Using the forum post on apartment preparedness, answer each item below:
1. How much unscented bleach does the writer keep on hand?
2. What shelf life should stocked food items have?
3. What material are the skillets and pots described as rugged indoor and outdoor items?

Text extract →
###
You will read that you can get h20 from your hot h20 heater. DO NOT depend on this source for water. In most apartments the heaters are hard to get to. You will also need to shut off the incoming h20 before the event or during so it is not contaminated. The major downfall is that these heaters are not New! You may not be able to turn off the h20 all the way, resulting in a flood. The drain valve may not work at all or be clogged shut. It may also leak. Combined with a bad shut off your gonna have water issues for sure! So DO not rely on them as a 100% source.. Shut off the incoming h20. Then use the h20 in there as a last resort. It would also be wise to treat and filter it once you get to using it!

Make sure you have a means of filtration and treatment. I stock on hand for cleaning and for my h20 2 gallons of unscented bleach. I also have on hand several filters ranging from a basic survival straw to a hand pump backpacking filter. Once moved in do some searching to find the nearest natural water source. That canal or creek may save you one day!

this is 3 parts long...guess mods have to approve the length


----------



## BobNidaho (Oct 28, 2008)

cont'..

*Food*

For the apartment my advice is to stock what you eat, and then some. As I said above apartment living is not for long term, events. That doesn't mean you can not stock like it though. When you stock your food, buy items that you will eat. Make sure that they have a shelf life of 1-3 yrs. Most can goods have this. This way every 1-2 yrs you can rotate. This helps on your food bill and keeps you up on your food inventory. Your basic food stocks should last you at least 2 weeks before you have to dive into your stocks. If planned right you can combine the two on a rotation . Doing so keeps you stocked with fresh items year round. If you are serious about living this lifestyle you may opt to store food items the way you would for long term. This is fine to do also. This means that you've stocked once and let it ride! The main issue though when stocking food items this way is space. A six months supply of just rice alone will take up a lot of space and weight- something to remember if you are on the 2nd floor or higher.

With food comes the means to cook it. If your apartment has that gas range it is an easy no brainer to continue cooking as normal. I would suggest that you do purchase some sort of alternate means to cook. Be it a small camping propane stove or a dual fuel Coleman stove. This way, if gas lines are damaged you may still be able to cook your food and boil water. A few basic cooking items to have , which can be part of your normal kitchenware are these. Cast iron skillets and pots are rugged indoor and outdoor items. Money is well spent here as once you get a dedicated BOL or move you have a complete ready to go set. A stainless steel pot, these can be used to boil rice, steam veggies, boil large amounts of water. If your near the ocean or rivers you know a little crab/mud bug boil would hit the spot! A basic set of knives and utensils is a must. Buy decent quality stuff. If your budget is tight, hit up your local thrift stores, Ive found PLENTY of event gadgets and tools on the cheap there. Ranging from dehydrators, to grinders to knives!
###
Provided data →
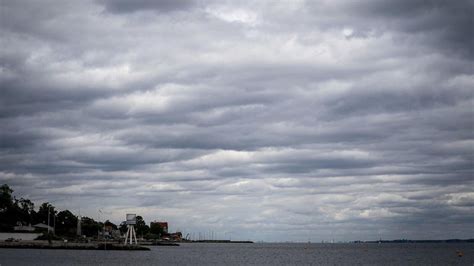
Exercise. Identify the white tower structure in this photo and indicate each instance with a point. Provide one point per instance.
###
Task answer →
1. 2 gallons
2. 1-3 years
3. Cast iron